--- EXCERPTED TEXT Enclosed Below ---
3.2.2. Functional analysis of M⁶A phenotype-related genes and construction of GeneClusters

The above results demonstrated the critical role of m⁶A modification in the prognosis and TME of LUSC patients. To further analyze the biological behavior of the m⁶A modification pattern in LUSC, we screened 124 m⁶A phenotype-related DEGs (Fig. 4(a) and Supplementary Table 3). Furthermore, we carried out GO and KEGG enrichment analyses of the DEGs. Surprisingly, the DEGs were associated with cell division, transmembrane transport, and receptor-ligand activity (Fig. 4(b)). KEGG enrichment analysis showed that these DEGs were associated with extracellular matrix (ECM) receptors, antigen processing, the Wnt signaling pathway, and the HIF-1 signaling pathway (Supplementary Fig. 3(a)). These results confirmed that m⁶A modification has a prominent effect on the immune regulation of the TME.

Fig. 4.

Functional analysis of phenotype-related difference expression genes (DEGs) of m⁶A and geneClusters. A The Venn diagram depicts 124 m⁶A phenotype-related DEGs. B The results of gene ontology (GO) enrichment analysis of m⁶A phenotype-related DEGs are shown by a histogram, and the color represents the significant degree of enrichment. The abscissa indicates the number of DEGs enriched. C The heatmap shows the m⁶A-related DEGs among different geneClusters. D There was a significant difference in the survival outcomes among the geneClusters. E The box plot was used to show the difference in m⁶A phenotype-related DEGs among the geneClusters. F The characteristics of TME infiltrating cells among different geneClusters are shown in a box plot.
--- End of Enclosed EXCERPTED TEXT ---
--- DATA EXCERPTS Enclosed Below ---
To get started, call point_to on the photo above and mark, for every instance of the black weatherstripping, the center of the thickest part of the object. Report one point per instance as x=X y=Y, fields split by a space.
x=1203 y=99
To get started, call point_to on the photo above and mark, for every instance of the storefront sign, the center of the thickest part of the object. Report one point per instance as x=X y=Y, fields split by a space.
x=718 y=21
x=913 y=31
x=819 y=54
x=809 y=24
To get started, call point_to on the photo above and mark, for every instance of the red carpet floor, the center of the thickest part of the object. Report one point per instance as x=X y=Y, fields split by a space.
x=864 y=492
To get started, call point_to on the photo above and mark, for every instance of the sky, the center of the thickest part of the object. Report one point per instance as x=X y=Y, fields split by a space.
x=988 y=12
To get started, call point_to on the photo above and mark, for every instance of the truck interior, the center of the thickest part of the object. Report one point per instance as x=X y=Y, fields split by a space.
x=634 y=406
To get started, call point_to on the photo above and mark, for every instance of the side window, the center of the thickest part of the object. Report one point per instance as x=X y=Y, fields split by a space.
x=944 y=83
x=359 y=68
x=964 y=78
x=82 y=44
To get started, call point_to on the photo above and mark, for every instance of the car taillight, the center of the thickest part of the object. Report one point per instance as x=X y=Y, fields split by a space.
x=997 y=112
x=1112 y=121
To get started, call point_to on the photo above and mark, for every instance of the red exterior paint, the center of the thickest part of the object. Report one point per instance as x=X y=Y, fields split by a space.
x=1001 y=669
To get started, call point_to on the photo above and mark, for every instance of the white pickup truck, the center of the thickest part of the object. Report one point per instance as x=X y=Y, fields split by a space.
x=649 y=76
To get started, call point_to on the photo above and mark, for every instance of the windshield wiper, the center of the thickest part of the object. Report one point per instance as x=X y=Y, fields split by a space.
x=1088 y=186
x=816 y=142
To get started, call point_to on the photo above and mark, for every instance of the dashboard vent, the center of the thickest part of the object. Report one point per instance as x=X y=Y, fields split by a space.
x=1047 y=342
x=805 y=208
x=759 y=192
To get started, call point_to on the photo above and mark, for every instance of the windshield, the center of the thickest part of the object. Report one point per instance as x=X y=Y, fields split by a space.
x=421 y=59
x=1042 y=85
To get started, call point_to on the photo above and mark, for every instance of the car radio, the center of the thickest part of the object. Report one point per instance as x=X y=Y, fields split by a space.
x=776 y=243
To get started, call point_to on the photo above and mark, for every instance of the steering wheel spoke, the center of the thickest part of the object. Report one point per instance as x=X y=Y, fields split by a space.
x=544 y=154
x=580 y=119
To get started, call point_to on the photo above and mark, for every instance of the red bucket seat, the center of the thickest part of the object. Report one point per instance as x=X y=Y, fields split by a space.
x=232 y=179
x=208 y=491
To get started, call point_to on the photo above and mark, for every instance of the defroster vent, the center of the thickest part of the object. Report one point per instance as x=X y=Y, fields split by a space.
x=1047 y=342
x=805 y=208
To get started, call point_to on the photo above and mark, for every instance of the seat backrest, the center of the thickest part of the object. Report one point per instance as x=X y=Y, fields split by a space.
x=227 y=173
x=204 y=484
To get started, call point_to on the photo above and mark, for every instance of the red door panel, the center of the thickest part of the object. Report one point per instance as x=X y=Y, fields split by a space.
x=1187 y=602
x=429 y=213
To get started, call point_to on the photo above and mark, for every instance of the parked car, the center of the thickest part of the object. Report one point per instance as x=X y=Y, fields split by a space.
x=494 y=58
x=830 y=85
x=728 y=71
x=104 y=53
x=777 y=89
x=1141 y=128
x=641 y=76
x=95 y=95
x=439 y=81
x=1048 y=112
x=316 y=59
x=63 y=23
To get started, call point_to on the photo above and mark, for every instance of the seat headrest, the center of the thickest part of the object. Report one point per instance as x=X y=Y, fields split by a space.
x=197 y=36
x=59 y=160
--- End of Enclosed DATA EXCERPTS ---
Reproduce word for word the stretch of the excerpt on m⁶A phenotype-related genes from "3.2.2. Functional analysis" through "of the TME.". The records have nothing to do with the text.

3.2.2. Functional analysis of M⁶A phenotype-related genes and construction of GeneClusters

The above results demonstrated the critical role of m⁶A modification in the prognosis and TME of LUSC patients. To further analyze the biological behavior of the m⁶A modification pattern in LUSC, we screened 124 m⁶A phenotype-related DEGs (Fig. 4(a) and Supplementary Table 3). Furthermore, we carried out GO and KEGG enrichment analyses of the DEGs. Surprisingly, the DEGs were associated with cell division, transmembrane transport, and receptor-ligand activity (Fig. 4(b)). KEGG enrichment analysis showed that these DEGs were associated with extracellular matrix (ECM) receptors, antigen processing, the Wnt signaling pathway, and the HIF-1 signaling pathway (Supplementary Fig. 3(a)). These results confirmed that m⁶A modification has a prominent effect on the immune regulation of the TME.